**Zu erledigende Aufgaben:**
- 1) Übersetze aus dem Artikel über das Restaurant in Rohrau den Satz „Die Walthers konnten damit in Rohrau verbleiben, wo sie seit 35 Jahren wohnen.“ ins Englische.
- 2) Schreib bitte aus dem Artikel über das Restaurant in Rohrau alles von „Am 19. Oktober“ bis hinunter zu „Pforten – altershalber.“ wortgetreu ab.

**Textauszug:**
╔══

In der Wiege lag die Berufung zum Koch

Am 19. Oktober 1989 haben Brigitte und Christof Walther ihr Wagnis in Rohrau begonnen: Sie eröffneten in dem kleinen Ort eine Weinstube, die sich zu einem gediegenen Speiserestaurant entwickelte. Exakt 30 Jahre später geht die Ära zu Ende: Am heutigen Samstag, 19. Oktober, schließt das „’s Viertele“ seine Pforten – altershalber.

Von Konrad Buck

Lesedauer: ca. 3min 15sec
Christof und Brigitte Walther: „Konservatives Kochen wie in Großmutters Küche“ GB-Foto: Bäuerle

Christof und Brigitte Walther: „Konservatives Kochen wie in Großmutters Küche“ GB-Foto: Bäuerle

„Nach 30 Jahren darf man schließen“, sagt Brigitte Walther und blickt auf eine lange, arbeits- und erlebnisreiche Zeit zurück, an deren Anfang eine mutige Entscheidung stand: Das Ehepaar erwarb von der Gemeinde ein Grundstück mitten im Ort und ließ darauf ein von Architekt Georg Reinhard konzipiertes Haus mit Gaststätte und Wohnung errichten. Die Walthers konnten damit in Rohrau verbleiben, wo sie seit 35 Jahren wohnen. Zweiter Teil des Wagnisses: Brigitte und Christof Walther waren Quereinsteiger – sie hatte zuvor als elektrotechnische Assistentin gearbeitet, er als Datenverarbeitungs-Techniker. Das Duo hatte sich zwar in der Gastronomie kennengelernt, als beide in diesem Metier gejobbt hatten, eine Ausbildung hatten sie dazu aber nicht absolviert. Dann aber fügte sich das, was ohnehin der Vorliebe von Christof und Brigitte Walther entsprach: Er verwirklichte seinen Traum, als Koch zu arbeiten, und machte damit sein Hobby zum Beruf. „In den 60er Jahren hat man beruflich oft nicht das gemacht, was man wollte, sondern was man musste“, blickt der gebürtige Dresdener Christof Walther zurück, der mit seiner Familie 1957 in den Westen gezogen und in Böblingen aufgewachsen ist. Der 66-Jährige war letztlich froh, seine Berufung zum Beruf gemacht zu haben: „Man kriegt in der Wiege mit, dass man sich für etwas Besonderes eignet, und ich eigne mich besonders für den Beruf des Kochs“, hat der ausgebildete Weinberater erkannt. Die aus Kuppingen stammende Brigitte Walther ihrerseits freute sich darüber, ihre Erfüllung im gastronomischen Service gefunden zu haben – wobei sie im „’s Viertele“ auch für Buchhaltung, Reinigung und allgemeine „Management“-Aufgaben zuständig war. „Selbst und ständig“, beschreibt sie schmunzelnd ihren Wirkungskreis.

╚══

**Gegebene Daten:**

╔══

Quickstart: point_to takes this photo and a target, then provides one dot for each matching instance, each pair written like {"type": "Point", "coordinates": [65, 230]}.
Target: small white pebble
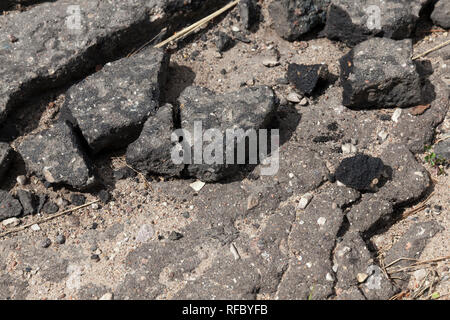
{"type": "Point", "coordinates": [321, 221]}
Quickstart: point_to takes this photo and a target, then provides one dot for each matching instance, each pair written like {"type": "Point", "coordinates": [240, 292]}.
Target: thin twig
{"type": "Point", "coordinates": [416, 264]}
{"type": "Point", "coordinates": [431, 50]}
{"type": "Point", "coordinates": [198, 24]}
{"type": "Point", "coordinates": [46, 219]}
{"type": "Point", "coordinates": [422, 206]}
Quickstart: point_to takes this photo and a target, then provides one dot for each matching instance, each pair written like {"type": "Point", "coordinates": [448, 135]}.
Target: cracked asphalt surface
{"type": "Point", "coordinates": [245, 237]}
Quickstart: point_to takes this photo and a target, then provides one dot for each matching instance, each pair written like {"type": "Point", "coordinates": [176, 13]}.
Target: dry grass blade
{"type": "Point", "coordinates": [46, 219]}
{"type": "Point", "coordinates": [416, 265]}
{"type": "Point", "coordinates": [421, 207]}
{"type": "Point", "coordinates": [432, 50]}
{"type": "Point", "coordinates": [198, 24]}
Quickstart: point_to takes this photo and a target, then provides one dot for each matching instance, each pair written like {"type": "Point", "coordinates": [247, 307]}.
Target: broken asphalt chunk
{"type": "Point", "coordinates": [55, 155]}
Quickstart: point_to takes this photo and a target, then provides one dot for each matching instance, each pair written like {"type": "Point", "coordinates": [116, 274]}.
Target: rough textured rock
{"type": "Point", "coordinates": [223, 41]}
{"type": "Point", "coordinates": [442, 149]}
{"type": "Point", "coordinates": [151, 152]}
{"type": "Point", "coordinates": [13, 4]}
{"type": "Point", "coordinates": [368, 212]}
{"type": "Point", "coordinates": [28, 200]}
{"type": "Point", "coordinates": [380, 73]}
{"type": "Point", "coordinates": [294, 18]}
{"type": "Point", "coordinates": [441, 14]}
{"type": "Point", "coordinates": [360, 171]}
{"type": "Point", "coordinates": [248, 12]}
{"type": "Point", "coordinates": [306, 77]}
{"type": "Point", "coordinates": [311, 241]}
{"type": "Point", "coordinates": [355, 21]}
{"type": "Point", "coordinates": [9, 207]}
{"type": "Point", "coordinates": [408, 181]}
{"type": "Point", "coordinates": [5, 158]}
{"type": "Point", "coordinates": [111, 106]}
{"type": "Point", "coordinates": [55, 155]}
{"type": "Point", "coordinates": [222, 112]}
{"type": "Point", "coordinates": [418, 131]}
{"type": "Point", "coordinates": [78, 35]}
{"type": "Point", "coordinates": [410, 246]}
{"type": "Point", "coordinates": [352, 258]}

╚══

**Die Lösungen:**
- 1) This allowed the Walthers to remain in Rohrau, where they have lived for 35 years.

- 2)
Am 19. Oktober 1989 haben Brigitte und Christof Walther ihr Wagnis in Rohrau begonnen: Sie eröffneten in dem kleinen Ort eine Weinstube, die sich zu einem gediegenen Speiserestaurant entwickelte. Exakt 30 Jahre später geht die Ära zu Ende: Am heutigen Samstag, 19. Oktober, schließt das „’s Viertele“ seine Pforten – altershalber.